## EXERCISE PASSAGE
# A FEW MORE LAST NIGHT



## CatCrusher (Jan 18, 2009)

WATER WAS STILL A LITTLE MURKY AND THE WIND WAS STLL BLOWING A LITTLE BUT DIDNT DO TOO BAD FOR A COUPLE OF HOURS


----------



## countryjwh (Nov 20, 2007)

them are some dandies. i am assuming you got them walking.


----------



## CatCrusher (Jan 18, 2009)

I took the boatto cross the bay but yes I was wade fishing. Might catch more if I got the boat set up but I just enjoy wading for them.


----------



## FlounderAssassin (Sep 28, 2007)

Nice lookin Flatties!!! Thanks for the report!!!


----------



## Midnight Rider (Sep 30, 2007)

The waders are kicking our assess....Good job


----------



## stickmyshare (Jun 11, 2008)

> *Midnight Rider (4/16/2009)*The waders are kicking our assess....Good job


because the only water you can see in is ankle deep...I got out of the boat a few times myself last saturday night...and the J14 only draws about 6"-8".

NICE FISH.


----------



## coach (Dec 8, 2007)

Could you give me just a general location to wade/gig this time of year; sound, bays or river mouth? A good buddy of mine pasted away last summer at the young age of 30. He and I were just getting back into gigging and I would love to stick a few in his memory! Any info would be greatly appriciated.


----------



## Shiznik (Feb 24, 2008)

Some mighty nice looking Flounder! Our water is still cloudy in our area. I hope to be able to stick a few soon!

:clap:clap:clap:clap


----------



## jvalhenson (May 14, 2008)

good night for sure....had that window of two good nights with little wind and a good tide but now its back to blowing like crazy out of the south and no chance of gigging one so just gotta wait it out again now.


----------



## recess (Oct 8, 2007)

That's a good looking catch right there.Thanks for sharing your trip and pictures. Gene


----------



## GONU (Oct 3, 2007)

Nice mess of Flaties.:bowdown


----------

## LISTED RECORDS
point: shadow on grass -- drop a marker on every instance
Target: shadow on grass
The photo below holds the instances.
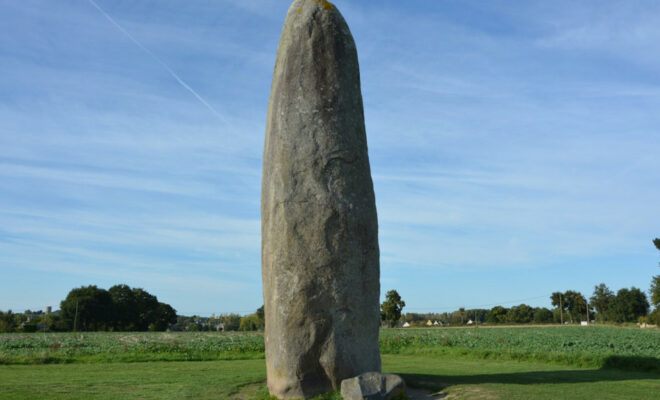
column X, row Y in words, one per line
column 439, row 382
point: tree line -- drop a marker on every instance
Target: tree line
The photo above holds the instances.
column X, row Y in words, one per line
column 90, row 308
column 626, row 305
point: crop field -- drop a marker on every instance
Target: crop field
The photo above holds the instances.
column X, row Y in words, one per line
column 462, row 363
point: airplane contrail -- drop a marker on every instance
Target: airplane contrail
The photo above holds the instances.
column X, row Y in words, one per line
column 161, row 62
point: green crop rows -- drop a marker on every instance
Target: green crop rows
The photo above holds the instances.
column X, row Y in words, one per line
column 592, row 346
column 127, row 347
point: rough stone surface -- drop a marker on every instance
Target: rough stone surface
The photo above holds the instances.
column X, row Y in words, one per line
column 320, row 257
column 373, row 386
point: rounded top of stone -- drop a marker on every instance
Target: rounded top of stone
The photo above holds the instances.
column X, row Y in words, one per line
column 298, row 5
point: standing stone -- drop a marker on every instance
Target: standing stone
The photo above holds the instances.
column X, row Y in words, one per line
column 320, row 257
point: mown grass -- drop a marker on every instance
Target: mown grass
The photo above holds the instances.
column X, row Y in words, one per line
column 457, row 378
column 594, row 347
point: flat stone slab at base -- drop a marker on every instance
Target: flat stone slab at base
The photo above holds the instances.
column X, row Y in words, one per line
column 373, row 386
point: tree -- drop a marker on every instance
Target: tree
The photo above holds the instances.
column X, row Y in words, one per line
column 571, row 302
column 163, row 317
column 87, row 308
column 629, row 305
column 392, row 307
column 126, row 315
column 520, row 314
column 7, row 321
column 655, row 283
column 602, row 300
column 262, row 317
column 542, row 315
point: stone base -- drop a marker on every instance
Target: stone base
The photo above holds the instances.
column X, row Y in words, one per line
column 373, row 386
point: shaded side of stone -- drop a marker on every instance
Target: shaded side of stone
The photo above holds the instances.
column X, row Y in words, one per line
column 320, row 257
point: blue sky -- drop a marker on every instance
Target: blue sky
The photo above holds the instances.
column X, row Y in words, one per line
column 514, row 147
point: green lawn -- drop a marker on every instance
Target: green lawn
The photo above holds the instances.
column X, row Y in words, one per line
column 457, row 377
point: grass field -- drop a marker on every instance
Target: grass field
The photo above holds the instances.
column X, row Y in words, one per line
column 464, row 363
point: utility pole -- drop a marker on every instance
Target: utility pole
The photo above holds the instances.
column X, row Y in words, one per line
column 588, row 311
column 75, row 318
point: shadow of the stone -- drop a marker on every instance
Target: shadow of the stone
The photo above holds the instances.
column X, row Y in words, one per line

## WORK TASK
Could you copy out the entire flounder-gigging forum thread above, word for word, from its title through the last post?

## RESULT
# A FEW MORE LAST NIGHT



## CatCrusher (Jan 18, 2009)

WATER WAS STILL A LITTLE MURKY AND THE WIND WAS STLL BLOWING A LITTLE BUT DIDNT DO TOO BAD FOR A COUPLE OF HOURS


----------



## countryjwh (Nov 20, 2007)

them are some dandies. i am assuming you got them walking.


----------



## CatCrusher (Jan 18, 2009)

I took the boatto cross the bay but yes I was wade fishing. Might catch more if I got the boat set up but I just enjoy wading for them.


----------



## FlounderAssassin (Sep 28, 2007)

Nice lookin Flatties!!! Thanks for the report!!!


----------



## Midnight Rider (Sep 30, 2007)

The waders are kicking our assess....Good job


----------



## stickmyshare (Jun 11, 2008)

> *Midnight Rider (4/16/2009)*The waders are kicking our assess....Good job


because the only water you can see in is ankle deep...I got out of the boat a few times myself last saturday night...and the J14 only draws about 6"-8".

NICE FISH.


----------



## coach (Dec 8, 2007)

Could you give me just a general location to wade/gig this time of year; sound, bays or river mouth? A good buddy of mine pasted away last summer at the young age of 30. He and I were just getting back into gigging and I would love to stick a few in his memory! Any info would be greatly appriciated.


----------



## Shiznik (Feb 24, 2008)

Some mighty nice looking Flounder! Our water is still cloudy in our area. I hope to be able to stick a few soon!

:clap:clap:clap:clap


----------



## jvalhenson (May 14, 2008)

good night for sure....had that window of two good nights with little wind and a good tide but now its back to blowing like crazy out of the south and no chance of gigging one so just gotta wait it out again now.


----------



## recess (Oct 8, 2007)

That's a good looking catch right there.Thanks for sharing your trip and pictures. Gene


----------



## GONU (Oct 3, 2007)

Nice mess of Flaties.:bowdown


----------